### [Text]
======
Health care spending slowdown warrants sigh of relief

This post was written by OK Policy volunteer Zoraya Hightower. Zoraya completed her undergraduate degree at the University of Tulsa and this fall will begin a Master of Environmental Management at Yale.

America spends more than any other nation on health care. In 2011, health care spending accounted for 18 percent of U.S. Gross Domestic Product. Yet, we have millions who lack health insurance and our health outcomes are barely average compared to other OCED countries: in short, we pay too much for too little.

As much as America spends now, future health care spending is of even greater concern. Health care costs historically grow far more quickly than the rest of the economy. Increasing health care costs tend to corrode our employer- sponsored insurance system, increase the number of uninsured, drain workers’ wages, reduce funding for other allocations, and strain federal and state budgets. Of particular concern is the effect of health care programs such as Medicare and Medicaid on the ever-growing federal deficit.
======
### [Records shown]
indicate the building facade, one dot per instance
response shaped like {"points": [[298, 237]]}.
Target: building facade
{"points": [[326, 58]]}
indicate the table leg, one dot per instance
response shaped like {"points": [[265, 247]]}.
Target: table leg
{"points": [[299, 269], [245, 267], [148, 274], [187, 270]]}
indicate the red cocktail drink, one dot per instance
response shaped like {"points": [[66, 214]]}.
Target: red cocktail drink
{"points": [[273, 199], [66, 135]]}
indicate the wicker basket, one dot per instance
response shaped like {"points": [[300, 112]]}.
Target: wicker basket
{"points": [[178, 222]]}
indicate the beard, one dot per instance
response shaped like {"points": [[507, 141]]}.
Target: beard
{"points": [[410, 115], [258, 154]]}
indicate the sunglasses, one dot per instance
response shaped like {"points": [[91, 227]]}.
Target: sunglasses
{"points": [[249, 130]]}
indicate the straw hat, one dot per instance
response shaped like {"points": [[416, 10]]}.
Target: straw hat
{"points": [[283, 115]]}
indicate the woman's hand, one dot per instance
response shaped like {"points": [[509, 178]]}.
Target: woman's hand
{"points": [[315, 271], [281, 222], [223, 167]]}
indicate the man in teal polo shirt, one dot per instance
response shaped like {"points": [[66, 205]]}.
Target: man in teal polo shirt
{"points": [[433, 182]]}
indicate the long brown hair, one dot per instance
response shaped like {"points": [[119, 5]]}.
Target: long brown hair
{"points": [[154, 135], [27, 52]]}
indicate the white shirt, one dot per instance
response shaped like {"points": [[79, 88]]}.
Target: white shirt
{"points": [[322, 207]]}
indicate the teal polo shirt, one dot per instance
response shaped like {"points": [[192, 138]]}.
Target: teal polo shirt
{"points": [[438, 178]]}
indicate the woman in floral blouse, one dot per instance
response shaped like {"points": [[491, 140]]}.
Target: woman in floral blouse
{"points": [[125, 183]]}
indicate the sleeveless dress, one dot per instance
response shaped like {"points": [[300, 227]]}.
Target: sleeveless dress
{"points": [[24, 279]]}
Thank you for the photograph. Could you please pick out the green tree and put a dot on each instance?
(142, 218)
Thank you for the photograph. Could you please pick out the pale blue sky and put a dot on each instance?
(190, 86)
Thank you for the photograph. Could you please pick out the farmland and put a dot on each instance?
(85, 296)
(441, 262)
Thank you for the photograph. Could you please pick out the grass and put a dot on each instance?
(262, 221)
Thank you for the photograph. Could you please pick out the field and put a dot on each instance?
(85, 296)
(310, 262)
======
### [Explore the material]
1/ In the health care spending text, what share of U.S. Gross Domestic Product did health care spending make up in 2011?
2/ Using the reasons given in the health care spending text, explain why future health care spending is of even greater concern than current spending.
3/ Pick up the health care spending text after its final sentence and continue it.

### [Results of the exercise]
1/ 18 percent.

2/ Health care costs have historically grown far faster than the rest of the economy. Rising costs tend to erode employer-sponsored insurance, increase the number of uninsured, drain workers' wages, reduce funding for other allocations, and strain federal and state budgets.

3/
Graph 1 (HC Blog) - crop

Source: Kaiser Family Foundation

Yet, amidst all of these well-known and frightening figures there seems to be a breath of fresh air. The growth of health care costs and overall health care spending have slowed significantly in the last four years, continuing a trend that began in the early 2000s.  Health care spending growth over the last four years has been at its lowest since the federal government began tracking these statistics in 1960. From 2008 – 2012, spending growth rates have averaged 4.2 percent, a 4.6 percentage point decrease from the peak reached in 2001 – 2003 (see figure). Instead of outpacing the rest of the economy, health care has grown at the same rate.

The greatest dip in health care growth rates coincides with the Great Recession that began in 2008. The recession’s effects included a decrease in health care service utilization spurred by job loss and benefit changes. This downward pressure on demand decreased both overall health care spending as well as general health care costs.

Although the recession is a likely explanation to the growth slowdown, it does not appear to explain the entire phenomenon. Health care spending growth began decreasing in the early 2000s and has remained low through 2013, beginning before and lasting well beyond the official recession.  Therefore, other more fundamental factors, such as innovation, efficiency and the Affordable Care Act (ACA), may also be playing a significant role.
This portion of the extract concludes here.